It can have severe physical and emotional effects as the body simply loses energy and nutrients needed to support normal living.
Treatment is a combination of psychological and medical interventions.
If the physical condition is dire the person may need admittance into a hospital where restoration of an appropriate body weight is the first priority. While psychological support will be part of this it is secondary. However restoration of weight will be short term without a high level of ongoing psychological support from a dietician and counsellor.
The person needs to be part of the planning of their dietary recovery through meal planning and social consumption of food.
Simply put it is eating too much, too quickly and not paying attention to feeling full. They will feel guilty over their loss of control and feel powerless to do anything about it.
This can lead to obesity and all its associated health risks of diabetes and cardiac problems.
The treatment is a similar process as with anorexia with perhaps more emphasis on the therapeutic approach.
With bulimia the person is cycling between binging and severe dieting. When the person binges on food for a season they feel guilt and shame for their loss of control. They respond by trying to lose any gained weight through forced vomiting, laxative abuse or excessive forced exercise.
People with bulimia are completely caught up in the decisions related to food. They will try to keep their problem hidden. It is possible they could do this because their body may overall keep a normal weight and appearance.
Physical symptoms can include excessive gastric reflux and stomach acid in the mouth, sore throat, excessive diarrhoea etc. It can lead to anorexia.
A healthy co-planned eating plan with psychological support is the main treatment. Antidepressants may help also.
A word on families
Chances are you are reading this because someone you know has or may have an eating disorder. When a family member develops this condition others in the family feel guilt. They begin to believe they possibly caused it. The behaviour of the ill family member can cause a lot of stress in the family. There can be a lot of deception and manipulation by the person with the eating disorder. This can make family members doubt themselves and their ability to help. They may even turn against their family member.
Blame is an easy road to take. Blaming yourself or the person with the disorder. It is also easy to get drawn into the person’s behaviour and thinking which increases everyone’s anxiety over time.

Data taken from a collection
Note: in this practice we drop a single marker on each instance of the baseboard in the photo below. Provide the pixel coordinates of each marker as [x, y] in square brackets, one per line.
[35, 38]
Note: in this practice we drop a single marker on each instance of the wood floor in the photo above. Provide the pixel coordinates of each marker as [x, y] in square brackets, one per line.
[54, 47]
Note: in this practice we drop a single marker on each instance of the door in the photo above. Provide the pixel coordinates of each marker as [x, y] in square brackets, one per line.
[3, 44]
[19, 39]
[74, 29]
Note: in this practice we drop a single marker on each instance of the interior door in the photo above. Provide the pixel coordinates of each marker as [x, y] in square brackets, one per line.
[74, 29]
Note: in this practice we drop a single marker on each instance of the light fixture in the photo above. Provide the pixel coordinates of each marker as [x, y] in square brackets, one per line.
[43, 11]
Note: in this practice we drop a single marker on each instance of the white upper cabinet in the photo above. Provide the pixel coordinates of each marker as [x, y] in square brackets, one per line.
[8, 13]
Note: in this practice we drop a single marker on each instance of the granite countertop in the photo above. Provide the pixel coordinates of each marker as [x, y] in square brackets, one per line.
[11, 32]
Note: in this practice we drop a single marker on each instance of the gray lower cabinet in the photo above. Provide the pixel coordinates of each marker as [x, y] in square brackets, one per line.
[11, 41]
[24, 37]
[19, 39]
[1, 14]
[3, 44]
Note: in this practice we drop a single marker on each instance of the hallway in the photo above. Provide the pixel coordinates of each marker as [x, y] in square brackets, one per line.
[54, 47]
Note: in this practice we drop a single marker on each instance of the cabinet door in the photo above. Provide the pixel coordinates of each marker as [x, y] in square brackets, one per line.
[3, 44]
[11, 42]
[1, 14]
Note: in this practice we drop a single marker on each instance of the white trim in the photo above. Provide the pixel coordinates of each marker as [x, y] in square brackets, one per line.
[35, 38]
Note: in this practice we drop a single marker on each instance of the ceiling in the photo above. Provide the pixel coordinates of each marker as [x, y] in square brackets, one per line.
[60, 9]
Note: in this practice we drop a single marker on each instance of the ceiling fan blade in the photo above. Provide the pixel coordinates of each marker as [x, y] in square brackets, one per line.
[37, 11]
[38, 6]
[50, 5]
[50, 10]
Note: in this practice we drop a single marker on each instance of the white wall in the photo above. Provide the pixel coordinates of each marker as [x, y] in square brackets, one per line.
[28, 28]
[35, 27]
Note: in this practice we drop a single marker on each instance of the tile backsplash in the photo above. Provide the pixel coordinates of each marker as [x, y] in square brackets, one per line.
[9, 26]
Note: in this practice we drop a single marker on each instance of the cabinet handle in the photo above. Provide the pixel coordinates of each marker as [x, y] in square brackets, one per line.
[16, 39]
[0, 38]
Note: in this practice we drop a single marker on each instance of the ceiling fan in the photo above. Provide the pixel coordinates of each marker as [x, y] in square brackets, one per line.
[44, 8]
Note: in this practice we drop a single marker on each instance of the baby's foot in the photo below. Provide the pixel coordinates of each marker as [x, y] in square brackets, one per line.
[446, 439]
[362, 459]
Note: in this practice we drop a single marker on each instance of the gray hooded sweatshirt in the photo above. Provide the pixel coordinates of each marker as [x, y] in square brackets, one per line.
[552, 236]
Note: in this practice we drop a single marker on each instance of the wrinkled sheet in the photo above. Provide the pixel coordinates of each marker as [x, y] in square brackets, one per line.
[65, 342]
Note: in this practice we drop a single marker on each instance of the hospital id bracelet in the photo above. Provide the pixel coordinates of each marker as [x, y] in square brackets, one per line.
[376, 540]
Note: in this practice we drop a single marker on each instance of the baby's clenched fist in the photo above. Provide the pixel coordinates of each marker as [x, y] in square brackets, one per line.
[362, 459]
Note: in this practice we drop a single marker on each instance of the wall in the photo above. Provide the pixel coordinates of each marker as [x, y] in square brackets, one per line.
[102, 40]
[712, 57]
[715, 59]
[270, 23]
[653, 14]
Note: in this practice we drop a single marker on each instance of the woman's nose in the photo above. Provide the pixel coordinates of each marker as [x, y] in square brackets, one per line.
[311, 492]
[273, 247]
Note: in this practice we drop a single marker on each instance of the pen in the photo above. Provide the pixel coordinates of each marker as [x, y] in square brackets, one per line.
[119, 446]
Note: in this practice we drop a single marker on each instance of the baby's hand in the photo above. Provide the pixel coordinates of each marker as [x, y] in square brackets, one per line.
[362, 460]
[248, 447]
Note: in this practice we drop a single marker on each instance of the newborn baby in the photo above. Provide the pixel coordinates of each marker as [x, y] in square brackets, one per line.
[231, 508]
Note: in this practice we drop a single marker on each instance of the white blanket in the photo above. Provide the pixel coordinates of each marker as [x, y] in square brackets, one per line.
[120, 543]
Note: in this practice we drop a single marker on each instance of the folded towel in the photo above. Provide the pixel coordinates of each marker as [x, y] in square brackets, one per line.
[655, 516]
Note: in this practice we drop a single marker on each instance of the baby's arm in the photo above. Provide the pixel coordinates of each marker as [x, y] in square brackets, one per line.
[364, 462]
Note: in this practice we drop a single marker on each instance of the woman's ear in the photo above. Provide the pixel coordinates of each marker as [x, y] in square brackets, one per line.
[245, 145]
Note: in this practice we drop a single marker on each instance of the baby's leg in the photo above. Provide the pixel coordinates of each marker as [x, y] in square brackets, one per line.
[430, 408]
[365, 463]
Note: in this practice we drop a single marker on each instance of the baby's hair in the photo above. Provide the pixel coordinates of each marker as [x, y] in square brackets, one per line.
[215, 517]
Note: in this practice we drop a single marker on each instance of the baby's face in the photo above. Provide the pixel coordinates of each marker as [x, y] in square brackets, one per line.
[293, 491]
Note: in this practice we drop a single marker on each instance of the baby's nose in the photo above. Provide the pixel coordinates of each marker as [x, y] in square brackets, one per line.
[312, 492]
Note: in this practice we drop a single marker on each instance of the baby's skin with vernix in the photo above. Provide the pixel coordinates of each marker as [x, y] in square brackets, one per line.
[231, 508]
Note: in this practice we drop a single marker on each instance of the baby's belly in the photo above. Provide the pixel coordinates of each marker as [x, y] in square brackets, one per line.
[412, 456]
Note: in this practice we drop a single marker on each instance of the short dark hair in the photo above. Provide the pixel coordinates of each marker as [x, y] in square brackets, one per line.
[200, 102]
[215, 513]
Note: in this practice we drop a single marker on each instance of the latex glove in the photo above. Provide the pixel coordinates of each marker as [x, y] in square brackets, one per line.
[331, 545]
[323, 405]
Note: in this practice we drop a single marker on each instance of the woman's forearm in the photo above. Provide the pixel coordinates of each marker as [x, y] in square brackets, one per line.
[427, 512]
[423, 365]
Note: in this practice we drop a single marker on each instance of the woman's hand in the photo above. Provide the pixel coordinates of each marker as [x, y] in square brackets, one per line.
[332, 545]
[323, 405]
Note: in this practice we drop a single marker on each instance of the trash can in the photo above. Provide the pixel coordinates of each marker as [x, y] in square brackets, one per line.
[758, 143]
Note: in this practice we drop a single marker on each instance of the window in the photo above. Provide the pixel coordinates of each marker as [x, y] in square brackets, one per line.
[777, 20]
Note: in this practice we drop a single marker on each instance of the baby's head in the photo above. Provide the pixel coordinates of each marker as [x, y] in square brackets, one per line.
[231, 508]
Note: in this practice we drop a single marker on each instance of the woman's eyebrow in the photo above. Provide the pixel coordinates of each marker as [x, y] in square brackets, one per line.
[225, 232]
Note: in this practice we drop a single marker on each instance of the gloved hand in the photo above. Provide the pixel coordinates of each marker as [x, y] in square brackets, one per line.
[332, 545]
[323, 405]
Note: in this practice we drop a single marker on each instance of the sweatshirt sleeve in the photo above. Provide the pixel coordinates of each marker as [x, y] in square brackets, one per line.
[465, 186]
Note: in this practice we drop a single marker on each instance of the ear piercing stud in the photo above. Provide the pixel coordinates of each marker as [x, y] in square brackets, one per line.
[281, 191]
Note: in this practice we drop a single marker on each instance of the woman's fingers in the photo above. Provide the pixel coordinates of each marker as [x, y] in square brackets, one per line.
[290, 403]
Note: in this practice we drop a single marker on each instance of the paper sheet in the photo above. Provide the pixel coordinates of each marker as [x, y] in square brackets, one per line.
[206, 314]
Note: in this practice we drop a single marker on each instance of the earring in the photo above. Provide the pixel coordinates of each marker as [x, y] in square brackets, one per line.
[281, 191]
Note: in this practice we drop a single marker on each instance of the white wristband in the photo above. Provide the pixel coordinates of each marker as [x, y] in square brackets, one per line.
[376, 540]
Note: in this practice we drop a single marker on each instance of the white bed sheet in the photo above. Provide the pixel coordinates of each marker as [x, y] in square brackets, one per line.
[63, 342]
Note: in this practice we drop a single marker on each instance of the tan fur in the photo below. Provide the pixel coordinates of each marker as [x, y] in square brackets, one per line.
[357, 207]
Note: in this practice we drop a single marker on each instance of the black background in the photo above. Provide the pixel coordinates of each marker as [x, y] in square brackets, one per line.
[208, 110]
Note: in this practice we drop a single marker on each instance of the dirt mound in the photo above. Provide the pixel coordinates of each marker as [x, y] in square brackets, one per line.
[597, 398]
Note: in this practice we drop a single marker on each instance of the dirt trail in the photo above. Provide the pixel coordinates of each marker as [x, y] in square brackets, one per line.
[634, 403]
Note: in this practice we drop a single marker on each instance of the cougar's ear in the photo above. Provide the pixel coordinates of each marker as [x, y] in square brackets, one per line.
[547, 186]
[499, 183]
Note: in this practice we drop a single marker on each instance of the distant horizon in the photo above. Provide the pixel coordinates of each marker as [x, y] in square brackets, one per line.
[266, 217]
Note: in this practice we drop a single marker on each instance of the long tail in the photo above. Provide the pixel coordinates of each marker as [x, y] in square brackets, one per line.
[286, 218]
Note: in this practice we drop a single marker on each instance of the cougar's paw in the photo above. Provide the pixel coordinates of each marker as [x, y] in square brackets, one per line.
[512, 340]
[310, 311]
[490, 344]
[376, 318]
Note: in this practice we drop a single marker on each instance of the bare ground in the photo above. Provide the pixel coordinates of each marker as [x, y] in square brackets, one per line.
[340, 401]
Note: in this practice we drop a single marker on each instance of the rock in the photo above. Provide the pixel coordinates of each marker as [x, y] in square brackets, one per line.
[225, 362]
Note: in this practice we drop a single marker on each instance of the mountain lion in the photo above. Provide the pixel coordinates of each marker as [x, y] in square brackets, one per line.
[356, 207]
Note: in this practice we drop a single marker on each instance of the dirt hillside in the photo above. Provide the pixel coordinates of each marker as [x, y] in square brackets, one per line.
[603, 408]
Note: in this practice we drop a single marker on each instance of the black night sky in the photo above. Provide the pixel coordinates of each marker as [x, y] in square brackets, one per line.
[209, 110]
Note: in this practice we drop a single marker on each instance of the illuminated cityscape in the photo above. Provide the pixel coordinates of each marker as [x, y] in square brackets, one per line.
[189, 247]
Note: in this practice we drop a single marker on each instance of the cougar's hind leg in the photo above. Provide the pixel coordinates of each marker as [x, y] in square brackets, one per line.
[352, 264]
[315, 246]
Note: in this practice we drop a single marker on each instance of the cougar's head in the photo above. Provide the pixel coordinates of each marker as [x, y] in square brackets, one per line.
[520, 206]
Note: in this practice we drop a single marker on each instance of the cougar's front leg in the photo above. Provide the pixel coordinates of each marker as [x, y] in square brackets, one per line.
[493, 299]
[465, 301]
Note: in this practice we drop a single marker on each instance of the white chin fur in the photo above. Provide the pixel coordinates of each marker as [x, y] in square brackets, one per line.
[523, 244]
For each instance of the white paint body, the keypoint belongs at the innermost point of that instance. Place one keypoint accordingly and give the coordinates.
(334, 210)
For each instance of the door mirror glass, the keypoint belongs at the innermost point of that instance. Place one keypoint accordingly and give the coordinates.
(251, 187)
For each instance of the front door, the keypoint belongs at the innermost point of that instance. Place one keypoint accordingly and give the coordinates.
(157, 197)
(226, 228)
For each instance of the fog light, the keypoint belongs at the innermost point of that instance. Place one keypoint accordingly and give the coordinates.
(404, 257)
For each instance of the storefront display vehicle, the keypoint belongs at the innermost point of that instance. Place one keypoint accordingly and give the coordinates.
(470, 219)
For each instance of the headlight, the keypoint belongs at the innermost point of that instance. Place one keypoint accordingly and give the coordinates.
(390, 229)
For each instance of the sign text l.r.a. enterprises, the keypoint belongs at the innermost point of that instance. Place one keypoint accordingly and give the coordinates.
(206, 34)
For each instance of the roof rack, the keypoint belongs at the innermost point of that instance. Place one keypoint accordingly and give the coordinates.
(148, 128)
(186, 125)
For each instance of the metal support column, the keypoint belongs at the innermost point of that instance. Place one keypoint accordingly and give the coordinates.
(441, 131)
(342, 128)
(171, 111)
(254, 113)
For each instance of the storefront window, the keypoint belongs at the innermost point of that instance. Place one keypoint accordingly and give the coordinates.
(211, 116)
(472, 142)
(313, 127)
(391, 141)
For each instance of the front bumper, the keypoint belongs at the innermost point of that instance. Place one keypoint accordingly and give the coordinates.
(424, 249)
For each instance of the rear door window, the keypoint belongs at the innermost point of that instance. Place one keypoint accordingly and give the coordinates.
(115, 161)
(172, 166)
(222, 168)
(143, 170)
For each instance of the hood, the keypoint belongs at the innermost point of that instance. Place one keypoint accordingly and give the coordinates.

### WHAT IS BEING ASKED
Reproduce word for word the part of the passage on eating disorders that begins at the words "The person needs" and stops after the words "excessive forced exercise.". Rely only on the passage on eating disorders.

### TASK OUTPUT
The person needs to be part of the planning of their dietary recovery through meal planning and social consumption of food.
Simply put it is eating too much, too quickly and not paying attention to feeling full. They will feel guilty over their loss of control and feel powerless to do anything about it.
This can lead to obesity and all its associated health risks of diabetes and cardiac problems.
The treatment is a similar process as with anorexia with perhaps more emphasis on the therapeutic approach.
With bulimia the person is cycling between binging and severe dieting. When the person binges on food for a season they feel guilt and shame for their loss of control. They respond by trying to lose any gained weight through forced vomiting, laxative abuse or excessive forced exercise.